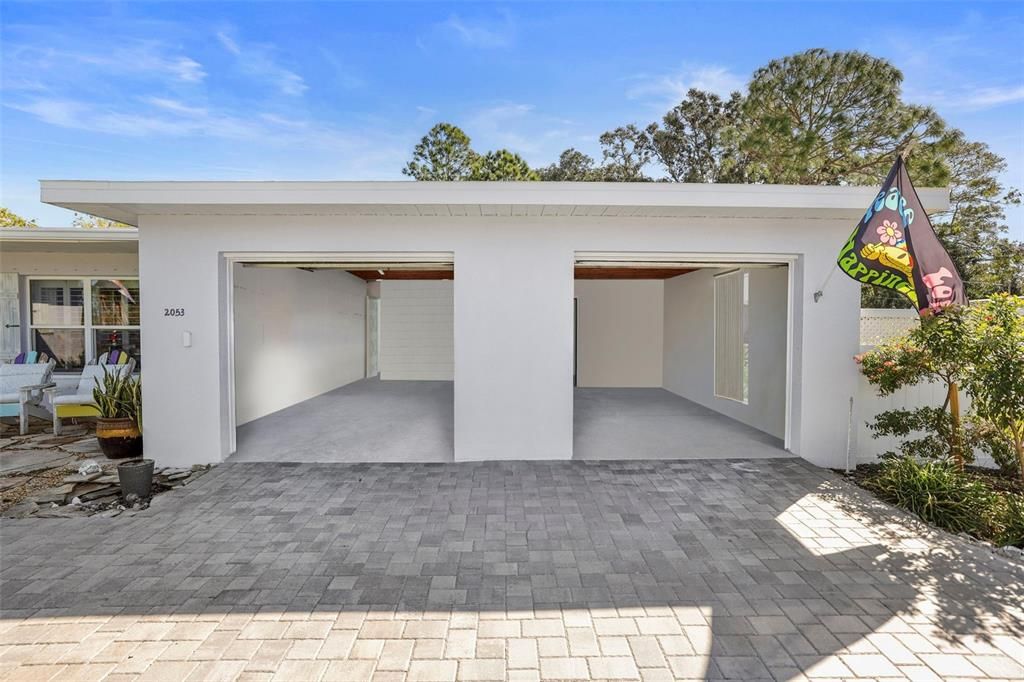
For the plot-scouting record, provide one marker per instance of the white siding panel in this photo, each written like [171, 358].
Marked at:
[417, 330]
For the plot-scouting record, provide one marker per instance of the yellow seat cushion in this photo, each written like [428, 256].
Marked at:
[76, 411]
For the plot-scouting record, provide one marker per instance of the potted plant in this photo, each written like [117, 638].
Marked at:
[119, 399]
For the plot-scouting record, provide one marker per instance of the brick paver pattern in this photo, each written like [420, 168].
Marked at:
[653, 570]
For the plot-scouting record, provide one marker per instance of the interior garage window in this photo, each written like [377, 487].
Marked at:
[731, 335]
[76, 321]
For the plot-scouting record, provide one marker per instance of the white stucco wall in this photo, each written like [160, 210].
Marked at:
[689, 345]
[297, 334]
[513, 316]
[620, 332]
[417, 330]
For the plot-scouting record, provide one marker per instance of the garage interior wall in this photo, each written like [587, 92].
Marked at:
[297, 334]
[417, 330]
[689, 345]
[620, 333]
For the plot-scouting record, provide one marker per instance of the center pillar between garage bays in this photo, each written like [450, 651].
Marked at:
[513, 349]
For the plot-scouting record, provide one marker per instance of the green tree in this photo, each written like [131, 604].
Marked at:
[572, 166]
[698, 139]
[995, 379]
[938, 349]
[94, 222]
[10, 219]
[625, 153]
[834, 118]
[443, 154]
[974, 228]
[502, 165]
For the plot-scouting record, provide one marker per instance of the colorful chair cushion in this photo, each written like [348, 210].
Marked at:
[117, 356]
[31, 357]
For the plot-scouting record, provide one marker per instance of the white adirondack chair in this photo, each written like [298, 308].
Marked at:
[80, 403]
[22, 388]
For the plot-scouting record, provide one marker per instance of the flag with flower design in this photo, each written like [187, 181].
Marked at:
[895, 247]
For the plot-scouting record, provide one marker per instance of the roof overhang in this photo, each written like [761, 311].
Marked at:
[122, 240]
[126, 201]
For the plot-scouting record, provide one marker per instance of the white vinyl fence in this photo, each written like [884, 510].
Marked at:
[877, 327]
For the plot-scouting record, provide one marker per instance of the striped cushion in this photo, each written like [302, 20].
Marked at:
[117, 357]
[31, 357]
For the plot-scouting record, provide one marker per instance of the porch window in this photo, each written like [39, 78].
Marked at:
[76, 321]
[732, 335]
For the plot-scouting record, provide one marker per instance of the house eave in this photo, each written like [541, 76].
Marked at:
[126, 201]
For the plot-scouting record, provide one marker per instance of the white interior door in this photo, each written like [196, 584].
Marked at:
[10, 317]
[373, 336]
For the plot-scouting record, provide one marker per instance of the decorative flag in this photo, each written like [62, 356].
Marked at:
[895, 247]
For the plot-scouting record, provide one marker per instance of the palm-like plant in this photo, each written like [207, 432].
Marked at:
[119, 396]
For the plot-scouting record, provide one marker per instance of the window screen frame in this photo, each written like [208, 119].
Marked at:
[739, 392]
[87, 327]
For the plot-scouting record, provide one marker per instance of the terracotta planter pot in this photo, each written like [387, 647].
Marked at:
[119, 438]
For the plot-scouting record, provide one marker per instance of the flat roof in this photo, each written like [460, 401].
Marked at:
[121, 240]
[126, 201]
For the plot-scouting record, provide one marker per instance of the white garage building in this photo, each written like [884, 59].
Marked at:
[440, 322]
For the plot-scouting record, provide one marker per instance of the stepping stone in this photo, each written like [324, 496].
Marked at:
[11, 481]
[79, 478]
[29, 461]
[86, 446]
[56, 495]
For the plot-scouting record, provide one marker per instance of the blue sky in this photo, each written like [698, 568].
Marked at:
[344, 90]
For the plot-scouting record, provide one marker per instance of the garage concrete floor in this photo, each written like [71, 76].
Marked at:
[365, 421]
[413, 421]
[655, 424]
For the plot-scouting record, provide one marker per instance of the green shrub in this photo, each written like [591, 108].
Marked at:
[119, 395]
[1012, 520]
[937, 492]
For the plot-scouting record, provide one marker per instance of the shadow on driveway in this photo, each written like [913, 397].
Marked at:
[741, 569]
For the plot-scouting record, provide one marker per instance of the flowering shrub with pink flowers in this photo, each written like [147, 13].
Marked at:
[980, 347]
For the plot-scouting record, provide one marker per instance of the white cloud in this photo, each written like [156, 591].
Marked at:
[480, 33]
[520, 128]
[139, 57]
[671, 87]
[161, 117]
[257, 60]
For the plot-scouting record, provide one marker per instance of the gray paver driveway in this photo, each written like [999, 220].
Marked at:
[742, 569]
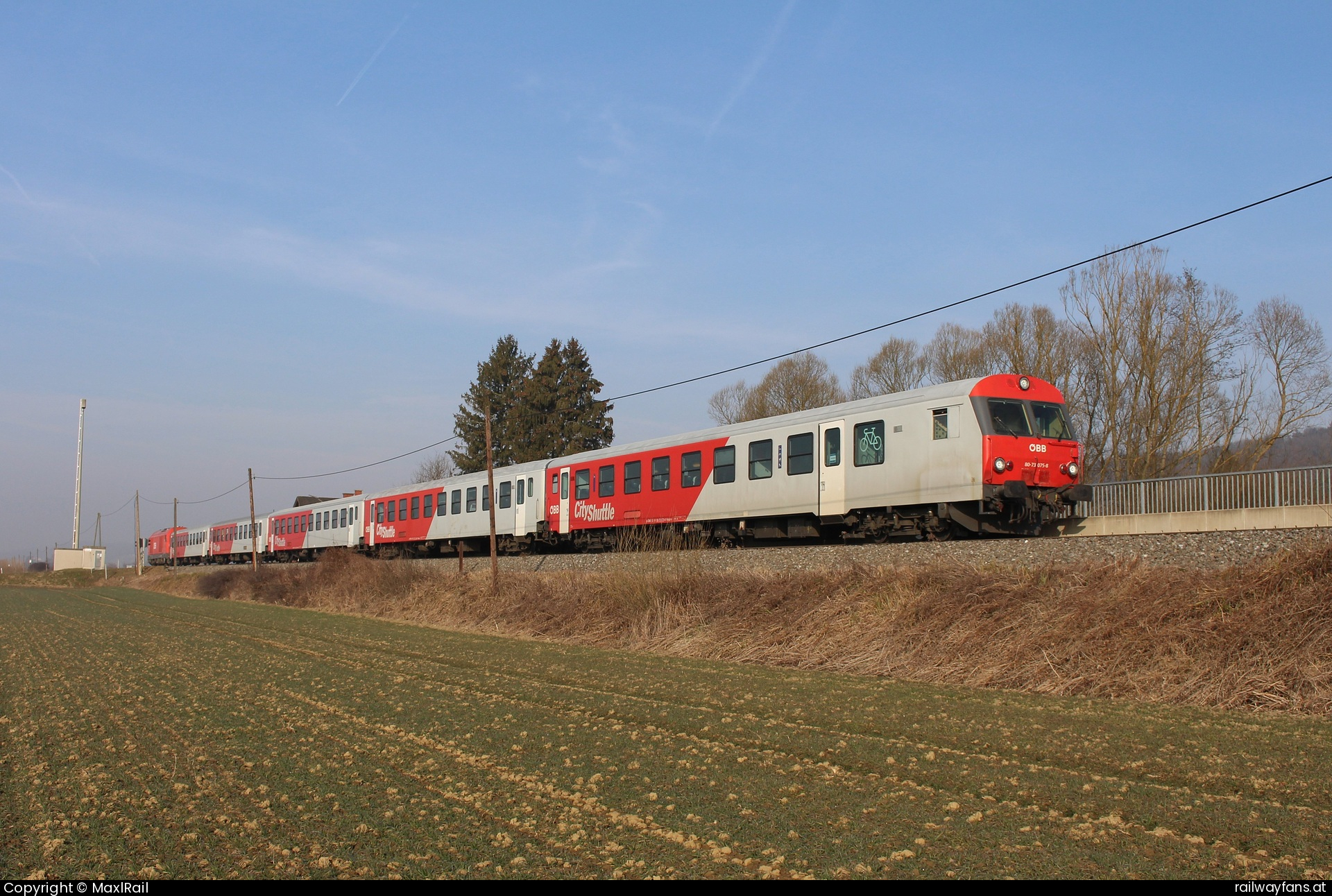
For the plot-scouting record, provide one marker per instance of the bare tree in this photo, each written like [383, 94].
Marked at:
[897, 366]
[794, 384]
[1292, 363]
[799, 382]
[957, 353]
[438, 466]
[726, 406]
[1151, 384]
[1032, 341]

##########

Your task is to transcribe all of the records precisely, with no images included.

** SOLUTION TO THIS EXERCISE **
For the plot-scouting record, provide one marker per instance of the white siding panel in this photo, each written like [171, 358].
Marked at:
[417, 330]
For the plot-scouting record, provide one marker per instance of the yellow seat cushion in this photo, each written like [428, 256].
Marked at:
[76, 411]
For the plot-scouting record, provide one marker per instance of the potted plant in this photo, each written like [117, 638].
Marked at:
[119, 399]
For the plot-scouting record, provide one marker per instance of the brick paver pattern in this photo, each written like [420, 168].
Marked at:
[653, 570]
For the plot-scouting record, provide one marker per instance of the interior garage window in this photo, each written like [377, 487].
Marked at:
[731, 335]
[76, 321]
For the plot-scouting record, provide one marker per instance of the white stucco wall in this photo, each written like [160, 210].
Marked at:
[689, 345]
[297, 334]
[513, 316]
[620, 332]
[417, 330]
For the plot-scouting record, provide one marker per instance of the garage interior wall in this photo, each written like [587, 92].
Marked at:
[297, 334]
[417, 330]
[689, 345]
[620, 333]
For the plot-scouting record, provide one marker per instance of the center pillar between garage bays in this photo, each written like [450, 651].
Marked at:
[513, 349]
For the plot-scouting record, provide one marker per instance of the green tree in this photo, each written like [131, 604].
Marked at:
[572, 166]
[698, 139]
[995, 379]
[938, 349]
[94, 222]
[10, 219]
[625, 153]
[834, 118]
[443, 154]
[974, 228]
[502, 165]
For the plot-scouting record, provide one marker per instance of the colorful chair cushion in this photo, each written like [348, 210].
Marked at:
[117, 356]
[31, 357]
For the plot-scouting record, provide one marker per instance of the white adirondack chair in this photo, each written like [298, 308].
Marked at:
[80, 403]
[22, 388]
For the plot-scouting record, provide one marker per instance of the flag with flower design in this photo, each written like [187, 181].
Marked at:
[895, 247]
For the plot-scouting record, provide one marker per instance of the roof overhang in this photo, each written like [761, 311].
Marked at:
[122, 240]
[126, 201]
For the plot-scouting record, provide one marker per instance of the white vinyl fence in this photo, each written like [884, 510].
Marked at:
[877, 327]
For the plot-scouting record, provide one marker per instance of the striped cushion in this photo, each written like [302, 20].
Marked at:
[117, 357]
[31, 357]
For the plot-scouting record, provide one marker per instance of the porch window in this photo, each written like [39, 78].
Marked at:
[76, 321]
[732, 335]
For the plot-scouting record, provide one marker per instance of the house eave in this photo, each written like [541, 76].
Marked at:
[126, 201]
For the plot-scouting record, provide one marker per instance of the white interior door in this photo, each written like [196, 584].
Marked at:
[10, 317]
[373, 336]
For the plot-scouting record, provide one marker per instance of the decorative flag in this photo, each written like [62, 356].
Marked at:
[895, 247]
For the plot-scouting record, provide one marker per instance of the palm-like plant in this photo, each written like [207, 432].
Marked at:
[119, 396]
For the plot-scouting record, provide one marker per instance of the window screen frame in this photo, each written like [208, 119].
Marked at:
[739, 392]
[87, 327]
For the plot-scouting record, provide one marker per instance of the terracotta planter pot in this photo, each written like [387, 647].
Marked at:
[119, 438]
For the plot-scouting record, provide one marker per instance of the flat roof in this photo, each written like [460, 401].
Marked at:
[121, 240]
[126, 201]
For the plot-scouting record, provide one marker per instance of the white garage building in this photo, each written like [884, 59].
Marked at:
[440, 322]
For the plot-scouting record, provide one marker per instance of the stepping stone in this photo, each written like [324, 496].
Marked at:
[11, 481]
[79, 478]
[29, 461]
[86, 446]
[56, 495]
For the plot-scouting record, provide one marker per instance of the blue sky in this photo, each written like [698, 568].
Marked at:
[344, 90]
For the plot-scouting record, provide one marker per instance of the garage concrete floor in this photo, each written like [71, 76].
Marked at:
[365, 421]
[413, 421]
[655, 424]
For the plot-scouting record, provide one marker per instance of the green shrub in this photo, each written like [591, 108].
Marked at:
[119, 395]
[1012, 520]
[937, 492]
For the plot-scouting record, provide one marker per instance of the shadow on driveway in this photo, each written like [913, 397].
Marked at:
[741, 569]
For the plot-scouting record, provide one marker per instance of the flowering shrub with pink flowers in this photo, each written like [147, 13].
Marked at:
[980, 347]
For the plot-scouting record, provide one marker per instance of the white cloud in this photo, each written like [156, 591].
Marked at:
[480, 33]
[520, 128]
[139, 57]
[671, 87]
[161, 117]
[257, 60]
For the plot-scouting record, provide one marker per instance of the gray paver driveway in this photo, each written like [999, 220].
Marked at:
[742, 569]
For the plot-scouting record, provide one marker per instance of the bare tree in this photo, each written like [383, 94].
Marked at:
[897, 366]
[794, 384]
[1292, 363]
[799, 382]
[957, 353]
[438, 466]
[726, 406]
[1151, 384]
[1032, 341]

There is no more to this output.